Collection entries
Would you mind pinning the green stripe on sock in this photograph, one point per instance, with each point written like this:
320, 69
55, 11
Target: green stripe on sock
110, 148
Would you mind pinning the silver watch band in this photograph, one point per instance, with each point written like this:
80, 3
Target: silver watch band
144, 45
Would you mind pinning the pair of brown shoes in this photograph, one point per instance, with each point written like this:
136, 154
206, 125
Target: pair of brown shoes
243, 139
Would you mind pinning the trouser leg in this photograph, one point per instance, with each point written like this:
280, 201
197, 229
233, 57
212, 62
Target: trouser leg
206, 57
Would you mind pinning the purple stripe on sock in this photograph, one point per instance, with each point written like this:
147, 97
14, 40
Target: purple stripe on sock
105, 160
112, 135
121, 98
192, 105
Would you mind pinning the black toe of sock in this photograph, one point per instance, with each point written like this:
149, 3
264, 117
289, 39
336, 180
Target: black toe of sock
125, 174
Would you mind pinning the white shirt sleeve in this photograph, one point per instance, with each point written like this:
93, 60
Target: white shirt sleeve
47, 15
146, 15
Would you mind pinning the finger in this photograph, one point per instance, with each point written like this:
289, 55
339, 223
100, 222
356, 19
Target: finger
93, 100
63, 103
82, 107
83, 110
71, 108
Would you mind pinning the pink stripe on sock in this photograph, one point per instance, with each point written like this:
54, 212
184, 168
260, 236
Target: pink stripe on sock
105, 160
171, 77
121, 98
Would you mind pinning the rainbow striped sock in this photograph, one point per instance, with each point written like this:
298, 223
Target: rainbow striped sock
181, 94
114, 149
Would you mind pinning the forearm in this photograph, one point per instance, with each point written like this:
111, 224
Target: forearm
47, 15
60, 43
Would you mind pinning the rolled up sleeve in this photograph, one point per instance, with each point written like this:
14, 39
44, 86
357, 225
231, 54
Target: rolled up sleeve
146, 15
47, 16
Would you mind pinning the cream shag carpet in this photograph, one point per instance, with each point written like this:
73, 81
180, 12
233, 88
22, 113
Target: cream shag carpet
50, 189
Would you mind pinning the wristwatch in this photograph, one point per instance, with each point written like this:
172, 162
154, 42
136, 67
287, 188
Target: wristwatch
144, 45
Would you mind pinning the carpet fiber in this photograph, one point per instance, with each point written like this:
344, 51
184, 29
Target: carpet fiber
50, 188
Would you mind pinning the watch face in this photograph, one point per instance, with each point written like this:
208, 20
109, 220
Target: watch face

Brief – In the data above, copy every line where the string "face" appears.

Exercise solution –
Would you mind pinning the watch face in this photograph, one point per instance, with each point written like this:
Target: watch face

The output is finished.